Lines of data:
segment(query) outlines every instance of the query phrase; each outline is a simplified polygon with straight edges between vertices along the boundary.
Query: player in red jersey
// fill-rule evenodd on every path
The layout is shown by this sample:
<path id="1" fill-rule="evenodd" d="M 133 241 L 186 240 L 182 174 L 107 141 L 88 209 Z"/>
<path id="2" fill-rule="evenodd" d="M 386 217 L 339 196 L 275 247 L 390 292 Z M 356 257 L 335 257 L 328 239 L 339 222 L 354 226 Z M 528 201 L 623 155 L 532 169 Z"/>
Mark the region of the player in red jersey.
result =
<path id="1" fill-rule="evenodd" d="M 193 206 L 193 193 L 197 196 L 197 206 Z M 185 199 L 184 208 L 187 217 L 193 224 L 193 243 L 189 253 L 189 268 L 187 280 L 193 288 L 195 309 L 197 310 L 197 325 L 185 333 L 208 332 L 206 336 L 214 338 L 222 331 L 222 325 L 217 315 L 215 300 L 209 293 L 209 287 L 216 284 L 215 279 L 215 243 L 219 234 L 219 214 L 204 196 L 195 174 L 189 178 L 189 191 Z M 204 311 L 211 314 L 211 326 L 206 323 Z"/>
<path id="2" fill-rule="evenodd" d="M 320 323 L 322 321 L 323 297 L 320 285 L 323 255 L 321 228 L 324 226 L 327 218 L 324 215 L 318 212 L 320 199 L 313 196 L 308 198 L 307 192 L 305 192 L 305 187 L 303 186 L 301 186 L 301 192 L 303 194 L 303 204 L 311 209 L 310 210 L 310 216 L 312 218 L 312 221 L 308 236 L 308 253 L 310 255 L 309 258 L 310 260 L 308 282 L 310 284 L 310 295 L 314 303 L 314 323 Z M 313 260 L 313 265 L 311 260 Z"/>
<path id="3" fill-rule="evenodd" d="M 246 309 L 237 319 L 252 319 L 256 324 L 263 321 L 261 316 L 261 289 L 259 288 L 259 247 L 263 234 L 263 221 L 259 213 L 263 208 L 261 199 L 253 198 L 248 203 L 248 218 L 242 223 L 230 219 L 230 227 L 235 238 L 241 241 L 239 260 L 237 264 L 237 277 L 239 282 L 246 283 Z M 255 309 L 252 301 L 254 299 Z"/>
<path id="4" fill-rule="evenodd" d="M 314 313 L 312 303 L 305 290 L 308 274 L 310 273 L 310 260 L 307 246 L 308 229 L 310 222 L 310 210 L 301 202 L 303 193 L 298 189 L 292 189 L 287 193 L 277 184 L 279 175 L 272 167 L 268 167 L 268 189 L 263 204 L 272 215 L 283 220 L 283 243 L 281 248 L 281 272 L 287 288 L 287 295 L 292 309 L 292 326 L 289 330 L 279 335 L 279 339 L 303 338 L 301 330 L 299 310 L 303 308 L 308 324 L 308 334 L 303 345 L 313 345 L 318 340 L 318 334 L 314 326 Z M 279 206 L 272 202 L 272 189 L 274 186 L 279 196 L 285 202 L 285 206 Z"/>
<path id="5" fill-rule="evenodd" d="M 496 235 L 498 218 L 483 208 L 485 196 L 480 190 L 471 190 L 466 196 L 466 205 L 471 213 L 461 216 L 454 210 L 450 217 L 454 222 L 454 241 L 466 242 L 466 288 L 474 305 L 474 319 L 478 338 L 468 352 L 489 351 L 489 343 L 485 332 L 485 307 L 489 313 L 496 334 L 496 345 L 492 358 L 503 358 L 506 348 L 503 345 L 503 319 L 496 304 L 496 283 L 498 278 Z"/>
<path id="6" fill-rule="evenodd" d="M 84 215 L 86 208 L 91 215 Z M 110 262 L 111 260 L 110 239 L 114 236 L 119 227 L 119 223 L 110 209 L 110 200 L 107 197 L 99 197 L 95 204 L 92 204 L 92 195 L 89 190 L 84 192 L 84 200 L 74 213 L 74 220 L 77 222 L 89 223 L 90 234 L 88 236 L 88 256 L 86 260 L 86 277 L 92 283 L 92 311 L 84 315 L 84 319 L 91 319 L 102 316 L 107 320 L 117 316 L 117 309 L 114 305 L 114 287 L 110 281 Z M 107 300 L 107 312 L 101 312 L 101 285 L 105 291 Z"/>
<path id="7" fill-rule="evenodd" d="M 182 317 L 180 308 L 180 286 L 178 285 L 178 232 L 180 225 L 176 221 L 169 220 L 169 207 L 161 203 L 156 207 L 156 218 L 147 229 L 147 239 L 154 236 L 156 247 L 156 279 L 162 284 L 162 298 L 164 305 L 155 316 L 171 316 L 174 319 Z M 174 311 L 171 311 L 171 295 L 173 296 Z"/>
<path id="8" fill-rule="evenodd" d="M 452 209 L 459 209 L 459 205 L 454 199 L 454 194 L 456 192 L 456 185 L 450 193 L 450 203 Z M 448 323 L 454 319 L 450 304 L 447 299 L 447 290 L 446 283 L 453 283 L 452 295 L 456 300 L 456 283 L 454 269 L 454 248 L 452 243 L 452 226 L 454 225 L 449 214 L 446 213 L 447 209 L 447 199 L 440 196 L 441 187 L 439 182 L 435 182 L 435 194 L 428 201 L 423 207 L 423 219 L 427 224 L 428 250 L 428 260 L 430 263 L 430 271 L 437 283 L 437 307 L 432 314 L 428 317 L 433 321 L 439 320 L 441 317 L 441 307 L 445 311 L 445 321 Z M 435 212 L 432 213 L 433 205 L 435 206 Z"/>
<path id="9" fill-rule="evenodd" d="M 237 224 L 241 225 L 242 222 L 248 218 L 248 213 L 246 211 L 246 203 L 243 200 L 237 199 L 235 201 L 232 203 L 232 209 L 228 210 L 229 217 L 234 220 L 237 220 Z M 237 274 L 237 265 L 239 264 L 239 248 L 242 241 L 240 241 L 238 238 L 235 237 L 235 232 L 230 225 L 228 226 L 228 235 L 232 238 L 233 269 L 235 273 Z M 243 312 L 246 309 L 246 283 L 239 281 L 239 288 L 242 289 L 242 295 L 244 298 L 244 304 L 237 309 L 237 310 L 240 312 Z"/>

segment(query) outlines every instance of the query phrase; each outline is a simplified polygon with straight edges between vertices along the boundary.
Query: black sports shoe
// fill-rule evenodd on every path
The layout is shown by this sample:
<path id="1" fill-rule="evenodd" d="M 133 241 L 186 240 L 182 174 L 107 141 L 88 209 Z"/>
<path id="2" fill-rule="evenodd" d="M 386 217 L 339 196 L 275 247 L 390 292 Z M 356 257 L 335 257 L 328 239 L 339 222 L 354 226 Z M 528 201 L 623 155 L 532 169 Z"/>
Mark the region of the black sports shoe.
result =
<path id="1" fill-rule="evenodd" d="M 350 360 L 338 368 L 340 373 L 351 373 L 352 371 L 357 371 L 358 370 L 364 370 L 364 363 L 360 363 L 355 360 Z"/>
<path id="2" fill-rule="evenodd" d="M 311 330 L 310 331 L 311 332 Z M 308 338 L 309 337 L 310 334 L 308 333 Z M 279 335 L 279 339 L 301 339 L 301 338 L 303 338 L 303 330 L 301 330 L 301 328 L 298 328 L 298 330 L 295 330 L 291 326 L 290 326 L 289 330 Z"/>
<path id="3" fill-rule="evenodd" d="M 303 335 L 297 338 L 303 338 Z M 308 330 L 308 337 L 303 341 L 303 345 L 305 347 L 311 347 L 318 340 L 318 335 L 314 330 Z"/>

* _Problem statement_:
Please revise these items so that every occurrence of "Mark the region of" reads "Outline", and leave everything else unchanged.

* _Answer to this problem_:
segment(query) outlines every instance of the query phrase; each outline is a simplified polygon with straight edges between vertices along the boundary.
Query: player in red jersey
// fill-rule evenodd on every path
The layout is shown by this sample:
<path id="1" fill-rule="evenodd" d="M 133 241 L 186 240 L 182 174 L 107 141 L 88 209 Z"/>
<path id="2" fill-rule="evenodd" d="M 386 217 L 339 196 L 275 247 L 390 292 Z M 356 257 L 335 257 L 328 239 L 339 222 L 354 226 Z M 528 201 L 623 155 L 532 169 Z"/>
Outline the player in red jersey.
result =
<path id="1" fill-rule="evenodd" d="M 193 206 L 193 193 L 197 196 L 197 206 Z M 185 199 L 184 208 L 187 217 L 193 224 L 193 243 L 189 253 L 189 268 L 187 280 L 193 288 L 195 309 L 197 310 L 197 325 L 185 333 L 208 332 L 206 336 L 214 338 L 222 331 L 222 325 L 217 315 L 215 300 L 209 293 L 209 287 L 216 284 L 215 279 L 215 243 L 219 234 L 219 214 L 204 196 L 195 174 L 189 178 L 189 191 Z M 204 311 L 211 314 L 211 326 L 206 323 Z"/>
<path id="2" fill-rule="evenodd" d="M 320 323 L 322 321 L 323 297 L 320 285 L 323 255 L 321 228 L 324 226 L 327 218 L 324 215 L 318 212 L 320 199 L 313 196 L 308 198 L 307 192 L 305 192 L 305 187 L 303 186 L 301 186 L 301 192 L 303 194 L 303 204 L 311 209 L 310 210 L 310 216 L 312 218 L 312 221 L 308 236 L 308 253 L 310 255 L 309 258 L 310 260 L 308 282 L 310 284 L 310 295 L 314 303 L 314 323 Z M 313 260 L 313 265 L 311 260 Z"/>
<path id="3" fill-rule="evenodd" d="M 246 309 L 237 319 L 252 319 L 256 324 L 263 321 L 261 316 L 261 289 L 259 288 L 259 247 L 263 234 L 263 221 L 259 213 L 263 208 L 261 199 L 253 198 L 248 203 L 248 218 L 242 223 L 230 219 L 230 227 L 235 238 L 241 241 L 239 260 L 237 264 L 237 277 L 239 282 L 246 283 Z M 255 309 L 252 301 L 254 299 Z"/>
<path id="4" fill-rule="evenodd" d="M 314 313 L 312 303 L 305 290 L 308 274 L 310 273 L 310 260 L 307 246 L 308 229 L 310 222 L 310 210 L 301 202 L 303 193 L 298 189 L 292 189 L 287 193 L 277 184 L 279 175 L 272 167 L 268 167 L 268 189 L 263 204 L 272 215 L 283 220 L 283 243 L 281 248 L 281 272 L 287 288 L 287 295 L 292 309 L 292 326 L 289 330 L 279 335 L 279 339 L 303 338 L 301 330 L 299 310 L 303 308 L 308 324 L 308 334 L 303 345 L 313 345 L 318 340 L 318 334 L 314 326 Z M 279 206 L 272 202 L 272 189 L 274 186 L 279 196 L 285 202 L 285 206 Z"/>
<path id="5" fill-rule="evenodd" d="M 496 235 L 498 218 L 483 208 L 485 196 L 480 190 L 471 190 L 466 196 L 466 205 L 471 213 L 461 216 L 454 210 L 450 217 L 454 222 L 454 241 L 466 242 L 466 288 L 474 305 L 474 319 L 478 338 L 468 352 L 489 351 L 489 343 L 485 332 L 485 307 L 489 313 L 496 334 L 496 345 L 492 358 L 503 358 L 506 348 L 503 345 L 503 319 L 496 304 L 496 283 L 498 278 Z"/>
<path id="6" fill-rule="evenodd" d="M 84 215 L 86 208 L 91 215 Z M 110 262 L 111 260 L 110 239 L 114 236 L 119 227 L 119 223 L 110 209 L 110 200 L 107 197 L 99 197 L 95 204 L 92 204 L 92 195 L 89 190 L 84 192 L 84 200 L 74 213 L 74 220 L 77 222 L 89 223 L 90 234 L 88 236 L 88 256 L 86 260 L 86 277 L 92 283 L 92 311 L 84 315 L 84 319 L 91 319 L 102 316 L 107 320 L 117 316 L 117 309 L 114 305 L 114 287 L 110 281 Z M 107 300 L 107 312 L 101 312 L 101 285 L 105 291 Z"/>
<path id="7" fill-rule="evenodd" d="M 182 317 L 180 308 L 180 286 L 178 285 L 178 232 L 180 225 L 176 221 L 169 220 L 169 207 L 161 203 L 156 207 L 156 218 L 147 229 L 147 239 L 154 236 L 156 247 L 156 279 L 162 284 L 162 298 L 164 305 L 155 316 L 171 316 L 174 319 Z M 174 311 L 171 311 L 171 295 L 173 296 Z"/>
<path id="8" fill-rule="evenodd" d="M 452 209 L 459 209 L 459 205 L 454 199 L 454 194 L 456 192 L 456 185 L 450 193 L 450 203 Z M 448 323 L 454 319 L 450 304 L 447 299 L 447 290 L 446 283 L 453 283 L 452 295 L 456 300 L 456 283 L 454 269 L 454 248 L 452 243 L 452 226 L 454 225 L 449 214 L 446 213 L 447 209 L 447 199 L 440 196 L 441 187 L 439 182 L 435 182 L 435 194 L 428 201 L 423 207 L 423 219 L 427 224 L 428 250 L 428 260 L 430 263 L 430 271 L 437 283 L 437 307 L 432 314 L 428 317 L 433 321 L 439 320 L 441 317 L 441 307 L 445 311 L 445 321 Z M 435 212 L 432 213 L 433 205 L 435 206 Z"/>
<path id="9" fill-rule="evenodd" d="M 237 224 L 241 225 L 242 222 L 248 218 L 248 213 L 246 211 L 246 203 L 243 200 L 237 199 L 235 201 L 232 203 L 232 209 L 228 210 L 229 217 L 234 220 L 237 220 Z M 237 274 L 237 265 L 239 264 L 239 248 L 242 241 L 240 241 L 238 238 L 235 237 L 235 232 L 230 225 L 228 226 L 228 235 L 232 238 L 233 269 L 235 273 Z M 243 312 L 246 309 L 246 283 L 239 281 L 239 288 L 242 289 L 242 295 L 244 298 L 244 304 L 237 309 L 237 310 L 240 312 Z"/>

segment(query) outlines every instance of the query phrase; each outline is a simplified polygon with straight edges between vertices along the boundary.
Query: black sports shoe
// fill-rule evenodd on every path
The layout is shown by this sample:
<path id="1" fill-rule="evenodd" d="M 133 241 L 186 240 L 182 174 L 107 141 L 88 209 Z"/>
<path id="2" fill-rule="evenodd" d="M 386 217 L 339 196 L 275 247 L 390 292 Z M 356 257 L 335 257 L 328 239 L 339 222 L 354 226 Z M 528 201 L 623 155 L 532 169 Z"/>
Outline the black sports shoe.
result =
<path id="1" fill-rule="evenodd" d="M 350 360 L 338 368 L 340 373 L 351 373 L 352 371 L 357 371 L 358 370 L 364 370 L 364 363 L 360 363 L 355 360 Z"/>
<path id="2" fill-rule="evenodd" d="M 311 330 L 310 331 L 311 332 Z M 308 338 L 309 337 L 310 334 L 308 333 Z M 279 335 L 279 339 L 301 339 L 301 338 L 303 338 L 303 330 L 301 330 L 301 328 L 298 328 L 298 330 L 295 330 L 291 326 L 290 326 L 289 330 Z"/>
<path id="3" fill-rule="evenodd" d="M 303 335 L 297 338 L 303 338 Z M 308 330 L 308 337 L 303 341 L 303 345 L 305 347 L 311 347 L 318 340 L 318 335 L 314 330 Z"/>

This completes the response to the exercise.